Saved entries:
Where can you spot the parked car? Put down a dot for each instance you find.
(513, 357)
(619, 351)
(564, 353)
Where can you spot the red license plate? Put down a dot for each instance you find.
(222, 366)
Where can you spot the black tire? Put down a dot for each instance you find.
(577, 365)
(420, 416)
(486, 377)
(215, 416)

What this task involves: Make an exact copy of the records.

Response to this task:
Where can you spot the parked car? Put down a dot for each instance you find.
(513, 357)
(619, 351)
(564, 353)
Where can you spot the red license plate? Put down a dot for each instance you find.
(222, 366)
Where can you spot the black tire? Put down a dot for each instance you find.
(577, 365)
(420, 416)
(486, 377)
(215, 416)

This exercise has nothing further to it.